TASK TO COMPLETE >> Omitting all pictures, print the lines of the listing from the one containing "A single point falls on each instance of the hairy" through the final line, both ends included, with no other text.

STORED ROWS >>
[START]
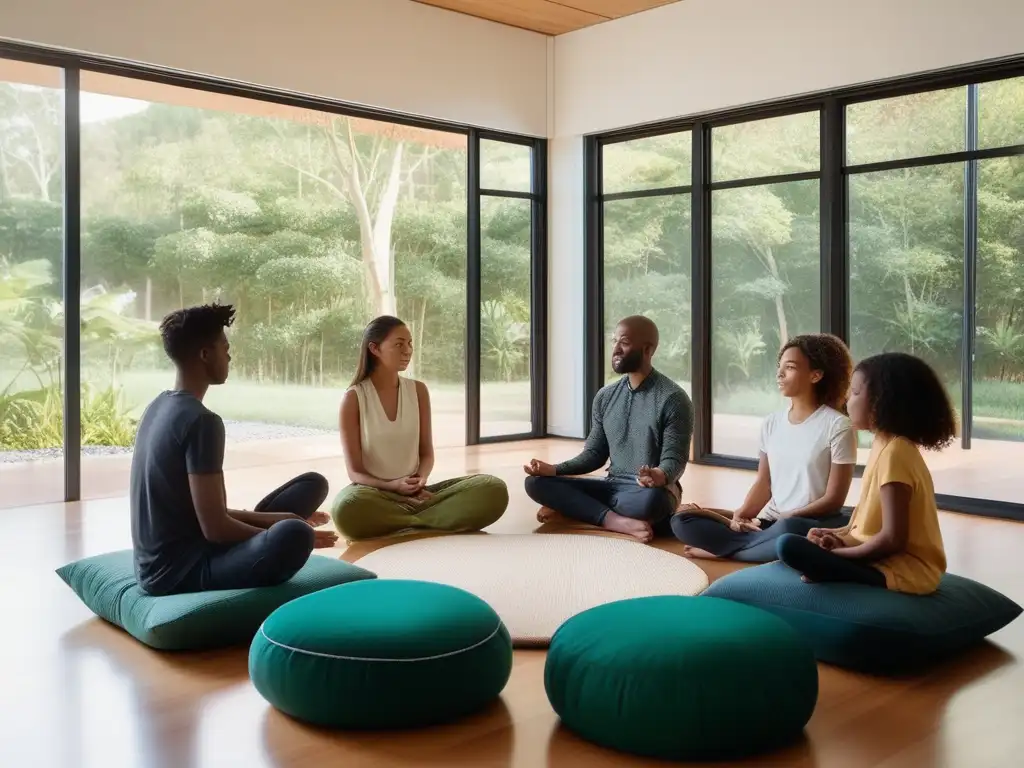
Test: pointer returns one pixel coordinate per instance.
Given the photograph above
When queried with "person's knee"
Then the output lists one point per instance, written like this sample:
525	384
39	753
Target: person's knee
680	524
292	542
792	525
317	484
787	546
656	505
345	507
536	486
491	497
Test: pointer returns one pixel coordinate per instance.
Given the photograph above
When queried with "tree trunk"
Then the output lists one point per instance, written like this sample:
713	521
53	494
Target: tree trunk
383	257
783	326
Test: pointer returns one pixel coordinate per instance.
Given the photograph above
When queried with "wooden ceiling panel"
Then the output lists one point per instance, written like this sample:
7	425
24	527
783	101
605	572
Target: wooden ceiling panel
615	8
548	16
538	15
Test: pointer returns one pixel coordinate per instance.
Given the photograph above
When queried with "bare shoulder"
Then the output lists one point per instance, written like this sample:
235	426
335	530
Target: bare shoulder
350	400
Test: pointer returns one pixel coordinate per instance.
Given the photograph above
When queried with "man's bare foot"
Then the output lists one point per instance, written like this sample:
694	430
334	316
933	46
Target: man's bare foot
699	553
546	514
637	528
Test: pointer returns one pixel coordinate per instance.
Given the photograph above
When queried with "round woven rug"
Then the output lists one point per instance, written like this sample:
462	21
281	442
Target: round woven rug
537	582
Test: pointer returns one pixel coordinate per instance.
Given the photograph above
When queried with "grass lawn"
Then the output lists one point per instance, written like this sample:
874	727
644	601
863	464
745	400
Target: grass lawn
313	407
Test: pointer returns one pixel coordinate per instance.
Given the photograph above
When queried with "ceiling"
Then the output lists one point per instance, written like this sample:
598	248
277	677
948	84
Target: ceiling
548	16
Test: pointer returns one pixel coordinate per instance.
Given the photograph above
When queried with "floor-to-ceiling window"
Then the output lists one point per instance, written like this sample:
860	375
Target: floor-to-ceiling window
890	215
32	317
645	230
936	198
765	238
510	190
309	218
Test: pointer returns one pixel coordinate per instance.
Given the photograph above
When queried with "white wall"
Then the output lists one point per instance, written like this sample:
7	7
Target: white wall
392	54
700	55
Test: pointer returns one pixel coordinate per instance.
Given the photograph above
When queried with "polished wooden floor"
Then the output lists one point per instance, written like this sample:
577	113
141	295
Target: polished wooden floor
78	692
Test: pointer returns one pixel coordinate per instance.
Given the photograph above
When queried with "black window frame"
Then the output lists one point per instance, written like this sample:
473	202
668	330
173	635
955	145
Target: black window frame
834	176
538	278
73	65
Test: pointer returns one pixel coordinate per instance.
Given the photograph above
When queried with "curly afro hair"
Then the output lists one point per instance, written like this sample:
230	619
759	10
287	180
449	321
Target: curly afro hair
186	332
907	399
828	354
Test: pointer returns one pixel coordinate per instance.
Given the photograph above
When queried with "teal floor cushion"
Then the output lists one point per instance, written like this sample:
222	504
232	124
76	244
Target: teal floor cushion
382	654
871	629
681	678
195	621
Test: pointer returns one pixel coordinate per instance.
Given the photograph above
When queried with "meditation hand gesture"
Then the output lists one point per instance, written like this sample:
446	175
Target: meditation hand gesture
325	538
411	485
739	524
538	468
651	477
825	539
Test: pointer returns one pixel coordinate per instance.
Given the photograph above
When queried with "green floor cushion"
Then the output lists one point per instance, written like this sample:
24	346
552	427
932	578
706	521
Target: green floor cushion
195	621
681	678
382	654
870	629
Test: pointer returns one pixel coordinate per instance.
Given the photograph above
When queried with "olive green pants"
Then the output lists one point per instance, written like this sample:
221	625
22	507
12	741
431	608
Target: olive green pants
458	505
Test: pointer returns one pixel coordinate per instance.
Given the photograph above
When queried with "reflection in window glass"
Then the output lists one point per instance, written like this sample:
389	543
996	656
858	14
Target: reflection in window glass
505	316
652	163
506	167
766	147
765	289
192	197
919	125
32	320
1000	113
647	271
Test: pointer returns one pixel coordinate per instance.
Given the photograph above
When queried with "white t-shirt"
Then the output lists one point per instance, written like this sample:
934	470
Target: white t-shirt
800	457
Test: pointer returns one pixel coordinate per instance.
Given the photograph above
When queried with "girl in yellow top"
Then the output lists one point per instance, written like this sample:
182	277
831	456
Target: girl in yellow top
893	538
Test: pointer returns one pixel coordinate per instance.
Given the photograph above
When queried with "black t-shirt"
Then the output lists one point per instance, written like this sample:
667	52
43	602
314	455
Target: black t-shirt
177	436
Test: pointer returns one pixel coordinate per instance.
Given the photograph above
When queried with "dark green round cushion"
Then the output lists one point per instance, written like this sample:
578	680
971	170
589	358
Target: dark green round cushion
681	678
381	654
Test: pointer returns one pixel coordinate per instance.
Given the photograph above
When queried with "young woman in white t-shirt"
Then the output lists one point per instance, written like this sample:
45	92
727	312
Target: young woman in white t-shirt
388	444
808	453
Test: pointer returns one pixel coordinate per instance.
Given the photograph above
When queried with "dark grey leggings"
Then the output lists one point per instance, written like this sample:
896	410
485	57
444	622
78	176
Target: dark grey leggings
270	557
589	499
747	546
821	565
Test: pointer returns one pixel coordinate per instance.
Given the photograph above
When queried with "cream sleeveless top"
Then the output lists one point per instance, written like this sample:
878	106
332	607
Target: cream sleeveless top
390	449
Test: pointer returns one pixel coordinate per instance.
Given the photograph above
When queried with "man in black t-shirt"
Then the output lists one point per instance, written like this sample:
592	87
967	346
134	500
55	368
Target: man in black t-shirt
184	537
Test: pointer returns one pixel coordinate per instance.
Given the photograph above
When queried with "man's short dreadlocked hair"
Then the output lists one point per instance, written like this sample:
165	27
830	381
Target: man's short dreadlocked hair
187	331
828	354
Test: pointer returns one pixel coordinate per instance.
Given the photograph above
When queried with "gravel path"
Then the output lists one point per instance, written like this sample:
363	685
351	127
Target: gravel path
237	431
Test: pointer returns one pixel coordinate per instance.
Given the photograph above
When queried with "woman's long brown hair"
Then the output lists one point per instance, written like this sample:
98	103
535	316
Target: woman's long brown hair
375	333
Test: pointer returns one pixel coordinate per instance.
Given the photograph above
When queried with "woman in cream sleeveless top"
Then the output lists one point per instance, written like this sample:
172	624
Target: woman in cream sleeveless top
390	449
388	445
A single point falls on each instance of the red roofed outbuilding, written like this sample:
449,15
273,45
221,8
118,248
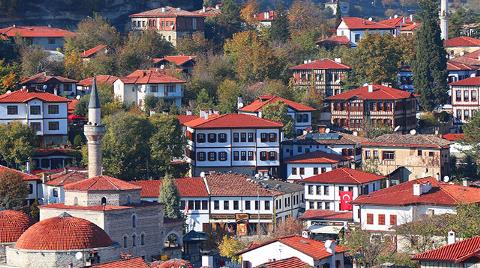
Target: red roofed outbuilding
377,105
326,74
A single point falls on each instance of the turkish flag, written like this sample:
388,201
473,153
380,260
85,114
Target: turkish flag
345,199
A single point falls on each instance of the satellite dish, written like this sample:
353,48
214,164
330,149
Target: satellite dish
78,255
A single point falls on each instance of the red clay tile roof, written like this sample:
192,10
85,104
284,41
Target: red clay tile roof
462,41
471,81
456,252
318,157
458,66
152,76
101,79
259,104
22,96
286,263
310,247
101,183
137,262
13,224
177,60
183,118
453,137
272,15
472,58
440,194
25,176
321,64
340,40
379,93
344,176
61,179
170,12
43,78
321,214
35,31
354,23
187,187
407,140
232,121
94,50
228,184
63,233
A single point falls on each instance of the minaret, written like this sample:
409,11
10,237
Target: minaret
444,19
94,131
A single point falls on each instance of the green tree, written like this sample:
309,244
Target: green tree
139,50
376,59
278,112
279,30
430,64
228,92
17,143
170,199
229,246
126,151
13,190
165,143
93,31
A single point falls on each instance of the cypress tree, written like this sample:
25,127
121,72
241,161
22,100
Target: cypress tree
430,64
169,198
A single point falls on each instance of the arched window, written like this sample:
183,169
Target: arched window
125,241
134,221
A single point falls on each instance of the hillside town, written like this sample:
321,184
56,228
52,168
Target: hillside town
241,134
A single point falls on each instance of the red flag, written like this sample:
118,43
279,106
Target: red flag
345,199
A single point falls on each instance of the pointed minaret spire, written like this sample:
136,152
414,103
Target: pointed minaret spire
94,131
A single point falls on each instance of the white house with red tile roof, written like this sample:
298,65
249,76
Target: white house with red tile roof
233,142
465,98
46,37
312,252
313,163
194,199
377,105
172,23
183,62
35,190
46,113
54,84
464,253
133,88
300,113
245,205
355,28
461,45
405,202
334,190
325,74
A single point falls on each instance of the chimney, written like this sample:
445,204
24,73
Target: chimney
451,238
239,102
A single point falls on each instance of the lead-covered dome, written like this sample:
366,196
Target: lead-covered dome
12,225
63,233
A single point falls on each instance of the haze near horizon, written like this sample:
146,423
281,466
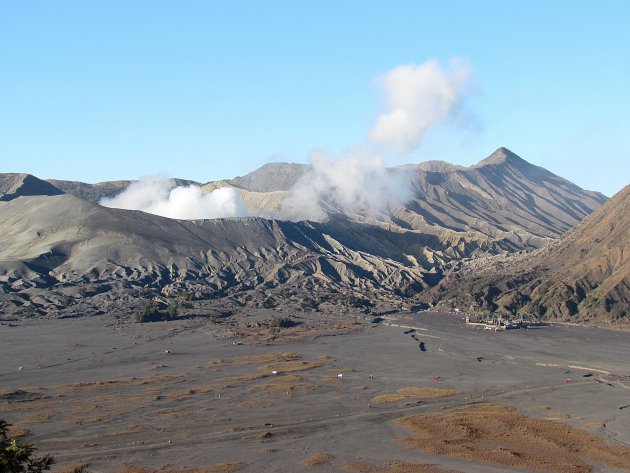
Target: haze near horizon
107,91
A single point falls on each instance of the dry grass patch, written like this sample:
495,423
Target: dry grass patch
258,359
227,382
89,386
289,384
412,394
290,366
330,379
38,417
74,468
17,431
557,415
395,468
86,420
317,458
251,404
496,434
223,468
265,436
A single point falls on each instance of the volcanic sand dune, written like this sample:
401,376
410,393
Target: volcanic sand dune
101,401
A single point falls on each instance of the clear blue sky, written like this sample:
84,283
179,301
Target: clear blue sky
101,90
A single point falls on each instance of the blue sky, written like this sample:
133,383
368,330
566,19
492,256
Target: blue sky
204,90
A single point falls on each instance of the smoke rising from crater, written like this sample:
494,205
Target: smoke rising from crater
417,97
357,181
161,197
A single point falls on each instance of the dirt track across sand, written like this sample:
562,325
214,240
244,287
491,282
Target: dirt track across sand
174,394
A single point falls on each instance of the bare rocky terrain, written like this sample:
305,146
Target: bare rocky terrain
64,255
582,277
298,346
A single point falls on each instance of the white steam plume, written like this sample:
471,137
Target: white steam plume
417,96
357,181
161,197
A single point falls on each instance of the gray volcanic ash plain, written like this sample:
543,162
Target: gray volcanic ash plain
306,345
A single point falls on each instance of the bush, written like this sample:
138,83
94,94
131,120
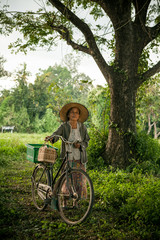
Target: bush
147,154
131,199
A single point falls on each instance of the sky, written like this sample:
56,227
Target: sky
41,58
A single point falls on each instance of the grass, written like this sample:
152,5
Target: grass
126,207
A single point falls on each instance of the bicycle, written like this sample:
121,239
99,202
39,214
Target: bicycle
62,192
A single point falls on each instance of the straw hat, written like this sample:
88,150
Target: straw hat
83,111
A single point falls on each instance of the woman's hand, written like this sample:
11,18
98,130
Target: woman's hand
48,138
77,145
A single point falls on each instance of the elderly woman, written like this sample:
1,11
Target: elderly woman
73,115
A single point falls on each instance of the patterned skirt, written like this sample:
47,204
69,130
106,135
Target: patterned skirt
79,181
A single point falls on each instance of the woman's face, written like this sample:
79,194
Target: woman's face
74,114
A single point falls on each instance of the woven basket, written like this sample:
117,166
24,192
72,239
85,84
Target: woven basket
46,154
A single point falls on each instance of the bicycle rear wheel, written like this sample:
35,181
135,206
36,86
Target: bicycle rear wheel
75,196
40,188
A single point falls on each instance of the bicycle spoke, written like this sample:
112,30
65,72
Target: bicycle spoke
39,187
75,197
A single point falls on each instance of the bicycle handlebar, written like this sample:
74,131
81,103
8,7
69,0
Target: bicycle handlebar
63,139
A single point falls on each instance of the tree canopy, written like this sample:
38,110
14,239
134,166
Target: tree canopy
84,25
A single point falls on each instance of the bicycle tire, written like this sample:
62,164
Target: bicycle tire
40,187
76,208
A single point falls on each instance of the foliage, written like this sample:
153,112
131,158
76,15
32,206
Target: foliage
35,107
148,106
126,203
3,72
146,154
96,148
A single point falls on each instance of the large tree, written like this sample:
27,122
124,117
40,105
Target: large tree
133,32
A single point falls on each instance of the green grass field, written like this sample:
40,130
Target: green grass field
126,204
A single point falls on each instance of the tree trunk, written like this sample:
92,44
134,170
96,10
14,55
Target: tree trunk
122,123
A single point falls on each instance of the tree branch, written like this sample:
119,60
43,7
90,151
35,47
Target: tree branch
84,28
64,32
141,7
152,33
155,69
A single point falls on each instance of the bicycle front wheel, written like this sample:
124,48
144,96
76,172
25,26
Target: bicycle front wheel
40,187
75,196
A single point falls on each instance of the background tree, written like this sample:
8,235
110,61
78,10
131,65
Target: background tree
3,72
135,24
148,106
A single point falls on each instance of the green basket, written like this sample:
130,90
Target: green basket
32,151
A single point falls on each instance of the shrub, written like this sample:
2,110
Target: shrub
147,154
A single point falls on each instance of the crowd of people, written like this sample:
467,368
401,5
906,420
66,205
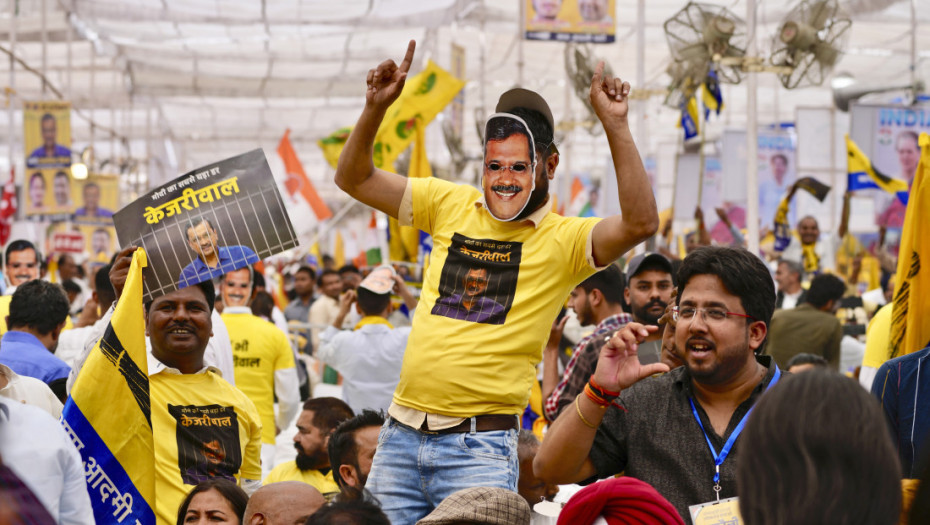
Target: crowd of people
539,353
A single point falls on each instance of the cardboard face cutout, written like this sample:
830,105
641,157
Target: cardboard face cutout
509,166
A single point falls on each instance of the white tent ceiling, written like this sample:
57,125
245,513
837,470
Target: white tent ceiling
187,82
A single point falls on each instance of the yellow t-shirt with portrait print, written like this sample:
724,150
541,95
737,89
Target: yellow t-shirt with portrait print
259,350
203,428
288,471
489,297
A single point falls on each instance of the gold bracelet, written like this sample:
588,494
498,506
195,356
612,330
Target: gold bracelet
583,419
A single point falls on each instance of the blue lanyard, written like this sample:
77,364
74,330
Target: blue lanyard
725,451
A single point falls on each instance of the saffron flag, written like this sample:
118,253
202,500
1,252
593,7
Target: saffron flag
910,322
297,180
689,117
108,415
861,174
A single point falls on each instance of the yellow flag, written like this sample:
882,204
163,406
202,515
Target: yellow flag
424,96
108,415
910,322
339,250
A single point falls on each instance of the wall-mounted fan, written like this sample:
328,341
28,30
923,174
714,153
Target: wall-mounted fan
809,42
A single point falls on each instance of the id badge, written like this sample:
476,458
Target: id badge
723,512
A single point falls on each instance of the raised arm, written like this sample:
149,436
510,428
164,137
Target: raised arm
563,456
638,217
356,173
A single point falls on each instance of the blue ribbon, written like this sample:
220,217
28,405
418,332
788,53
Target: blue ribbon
725,451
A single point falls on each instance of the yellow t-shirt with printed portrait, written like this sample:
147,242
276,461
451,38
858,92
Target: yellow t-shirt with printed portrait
203,428
489,297
259,350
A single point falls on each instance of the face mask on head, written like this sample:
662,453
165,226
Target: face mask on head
509,166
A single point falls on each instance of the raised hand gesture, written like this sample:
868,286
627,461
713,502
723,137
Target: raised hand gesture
609,96
618,366
386,81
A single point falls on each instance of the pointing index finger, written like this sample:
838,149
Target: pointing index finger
408,58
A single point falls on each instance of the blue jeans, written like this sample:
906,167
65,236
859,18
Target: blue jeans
413,472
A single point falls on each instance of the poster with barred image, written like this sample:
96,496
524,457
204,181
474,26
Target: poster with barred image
478,280
206,223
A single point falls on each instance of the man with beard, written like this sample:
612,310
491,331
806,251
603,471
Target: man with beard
263,361
597,302
659,429
351,450
315,424
463,381
648,292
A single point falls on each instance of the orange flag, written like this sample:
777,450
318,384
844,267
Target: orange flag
297,179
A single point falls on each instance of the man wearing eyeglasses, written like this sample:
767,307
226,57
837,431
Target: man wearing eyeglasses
679,431
464,381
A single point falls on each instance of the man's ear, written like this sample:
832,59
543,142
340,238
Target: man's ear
348,475
552,162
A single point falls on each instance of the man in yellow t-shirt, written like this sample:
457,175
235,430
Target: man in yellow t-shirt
464,381
262,360
203,426
319,418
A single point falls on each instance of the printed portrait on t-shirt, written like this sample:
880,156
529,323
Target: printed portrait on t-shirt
478,280
208,442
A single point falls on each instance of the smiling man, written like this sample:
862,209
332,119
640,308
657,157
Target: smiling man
660,429
184,389
462,380
263,361
212,260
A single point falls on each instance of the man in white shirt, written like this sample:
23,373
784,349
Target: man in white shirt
369,357
37,449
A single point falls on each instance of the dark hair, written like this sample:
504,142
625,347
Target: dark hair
70,286
328,412
103,286
352,512
38,305
17,246
539,127
817,450
609,282
501,128
825,288
742,274
342,448
235,496
371,303
308,270
258,278
807,359
209,293
324,273
262,305
792,266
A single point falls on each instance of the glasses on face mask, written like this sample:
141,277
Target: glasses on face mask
517,167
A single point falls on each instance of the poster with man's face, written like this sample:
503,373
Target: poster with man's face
206,223
571,20
47,134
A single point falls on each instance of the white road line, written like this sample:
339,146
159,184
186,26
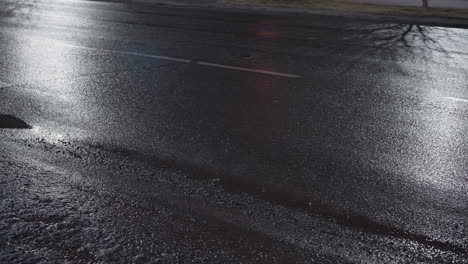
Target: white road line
457,99
248,69
189,61
131,53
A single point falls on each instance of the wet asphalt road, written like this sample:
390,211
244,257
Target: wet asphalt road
206,135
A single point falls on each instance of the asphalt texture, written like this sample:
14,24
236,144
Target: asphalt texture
159,134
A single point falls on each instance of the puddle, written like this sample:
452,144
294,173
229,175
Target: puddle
8,121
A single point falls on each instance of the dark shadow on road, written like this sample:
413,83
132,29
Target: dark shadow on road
8,121
396,42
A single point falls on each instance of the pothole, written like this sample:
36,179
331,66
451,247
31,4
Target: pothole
9,121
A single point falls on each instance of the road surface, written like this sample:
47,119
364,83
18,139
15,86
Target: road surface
457,4
176,135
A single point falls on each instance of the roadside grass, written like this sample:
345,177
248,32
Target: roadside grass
355,7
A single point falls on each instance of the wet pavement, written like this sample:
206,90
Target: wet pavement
177,134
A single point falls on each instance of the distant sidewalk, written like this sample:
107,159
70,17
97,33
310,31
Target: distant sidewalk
458,4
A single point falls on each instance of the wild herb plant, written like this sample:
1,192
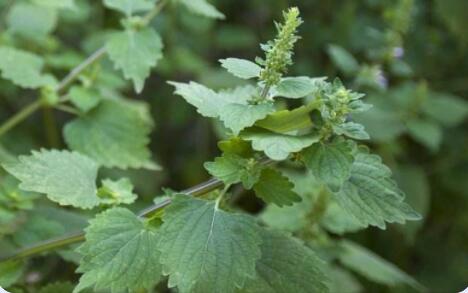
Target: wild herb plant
292,140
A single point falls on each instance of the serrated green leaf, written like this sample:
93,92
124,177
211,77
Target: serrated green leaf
425,132
337,220
238,117
119,253
373,267
286,266
343,59
241,68
275,188
371,196
31,21
205,249
415,183
207,101
351,129
233,169
46,222
117,192
83,98
203,8
296,87
67,178
232,107
277,146
130,7
330,162
135,53
23,68
114,134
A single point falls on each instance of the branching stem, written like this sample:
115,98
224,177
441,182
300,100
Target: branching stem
55,243
70,77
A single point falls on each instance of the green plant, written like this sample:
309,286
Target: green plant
289,139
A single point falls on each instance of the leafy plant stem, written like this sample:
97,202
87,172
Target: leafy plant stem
55,243
67,80
155,11
20,116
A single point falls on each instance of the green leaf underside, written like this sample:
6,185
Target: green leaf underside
286,121
205,249
343,59
373,267
231,107
231,169
278,146
83,98
351,129
297,87
371,195
130,7
23,68
237,117
286,266
241,68
119,253
135,53
203,8
31,21
273,187
117,192
67,178
114,134
330,163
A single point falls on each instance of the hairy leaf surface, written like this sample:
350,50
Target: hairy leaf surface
119,253
330,163
114,134
67,178
205,249
23,68
273,187
277,146
286,266
371,195
135,53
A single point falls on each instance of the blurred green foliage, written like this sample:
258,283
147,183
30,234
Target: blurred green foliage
409,57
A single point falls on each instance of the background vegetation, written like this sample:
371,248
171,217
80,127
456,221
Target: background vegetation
410,58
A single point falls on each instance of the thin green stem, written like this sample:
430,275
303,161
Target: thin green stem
50,125
20,116
70,77
77,237
155,11
46,246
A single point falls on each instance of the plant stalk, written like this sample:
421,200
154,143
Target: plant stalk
20,116
79,236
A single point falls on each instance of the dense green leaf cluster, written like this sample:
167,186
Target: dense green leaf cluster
295,170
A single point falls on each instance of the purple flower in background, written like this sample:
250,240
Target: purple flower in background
381,79
398,52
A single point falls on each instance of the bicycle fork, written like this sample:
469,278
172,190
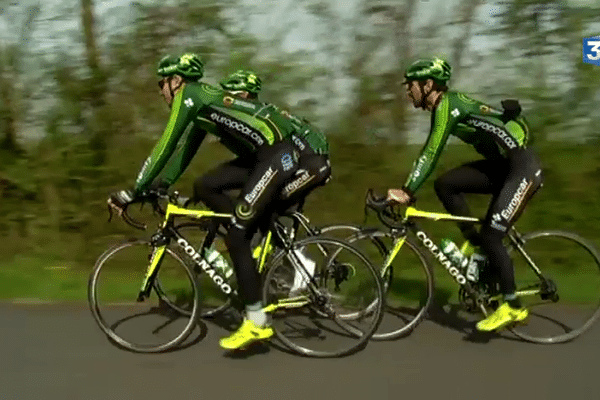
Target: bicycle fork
155,259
[END]
RESPONSE FOR THIS EXERCISE >>
A single point falls on each instance of the hairy leaf surface, written like this sample:
350,50
Target: hairy leaf surface
119,253
330,163
114,134
67,178
205,249
23,68
273,187
277,146
286,266
371,195
135,53
A single point falls on each instance of the blurred green foliage, written like this sample:
258,283
147,183
30,234
Target: blurred green foliage
409,57
A single point falls on each instance of the background vegetation, written like this sample:
371,248
171,217
80,127
456,221
Target: background vegetation
410,58
A single point falls on each instance of the thin green stem, written like this sample:
430,275
303,161
Target: thin green stem
50,125
20,116
70,77
77,237
155,11
46,246
A single point falls on each instance of the plant stalk, written like this sample:
421,200
154,143
Target: plant stalk
20,116
79,236
A single point falls on each instance of the dense green leaf cluster, written like this sample:
167,186
Target: dense green leaf cluster
295,170
A single point falls on each instance of the purple flower in background, written like this sample:
250,240
Target: purple flower in background
381,79
398,52
A single point falls on each instance of the bicycle fork, written like this sample:
469,278
172,190
Target: bicycle fork
155,259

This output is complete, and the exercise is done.